• _Zitierter Textauszug_
▼
Todesursächlich war ein akuter vollständiger Verschluss der rechten Herzkranzarterie. Daraufhin kam es zur Schadensersatzklage der Hinterbliebenen. Das LG Mainz stellte eine Haftung des beklagten Orthopäden für sämtliche
materiellen und immateriellen Schäden der Hinterbliebenen fest. Die unterbliebene internistische Abklärung trotz vorhandener Leitsymptome eines Herzinfarktes sei ein grober Behandlungsfehler. Mit seiner Berufung erstrebte
der verurteilte Arzt die Abweisung der Klage. Aufgrund der irreführenden Angaben des Patienten sei er lediglich verpflichtet gewesen, eine Untersuchung auf seinem orthopädischen Fachgebiet vorzunehmen. Das OLG Mainz
bestätigte die Entscheidung der Vorinstanz.
▲
• _Zu erledigende Aufgaben_
A: Beantworten Sie anhand des Textauszugs zum Arzthaftungsfall diese Fragen:
(i) Was war die Todesursache?
(ii) Was stufte das LG Mainz als groben Behandlungsfehler ein?
(iii) Was erstrebte der verurteilte Arzt mit seiner Berufung?
B: Führen Sie den Textauszug zum Arzthaftungsfall im Anschluss an seinen letzten Satz weiter.
Die Auflistung ist eigenständiges Material und hat mit dem Textauszug nichts zu tun.

• _Erfasste Daten_
▼
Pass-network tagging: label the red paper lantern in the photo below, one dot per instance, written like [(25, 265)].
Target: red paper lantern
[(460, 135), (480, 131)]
▲
• _Antworten_
A:
(i) Ein akuter vollständiger Verschluss der rechten Herzkranzarterie.
(ii) Die unterbliebene internistische Abklärung trotz vorhandener Leitsymptome eines Herzinfarktes.
(iii) Die Abweisung der Klage.

B:
Entscheidungsgründe (im Wesentlichen):
Ein Arzt sei unabhängig von seinem Fachgebiet gegenüber dem Patienten verpflichtet, alles zur Erforschung und Behebung einer Erkrankung Erforderliche zu unternehmen. Jeder Arzt müsse laienhafte „Diagnosen“ mit kritischer
Distanz aufnehmen, um dann eigenverantwortlich sämtliche objektive Befunde zu erheben. Demnach sei der beklagte Arzt verpflichtet gewesen, das erstmalige Auftreten und die Entwicklung der geschilderten Schmerzen genauer zu
erfragen. Wäre er dieser Verpflichtung nachgekommen, hätte sich zweifelsfrei ergeben, dass die Schmerzen erst vor einer Stunde aufgetreten waren und eine vorherige internistische Abklärung am selben Tage nicht erfolgt sein
konnte. Es wäre klar gewesen, dass die Symptome ergänzend durch einen Internisten hätten abgeklärt werden müssen. Diese Untersuchung hätte einen infarktbedingten Untergang der Herzbeutelmuskulatur zu Tage gefördert und die
daran anknüpfende unverzügliche kardiologische und internistische Krisenintervention hätte das Leben des Patienten mit hoher Wahrscheinlichkeit gerettet.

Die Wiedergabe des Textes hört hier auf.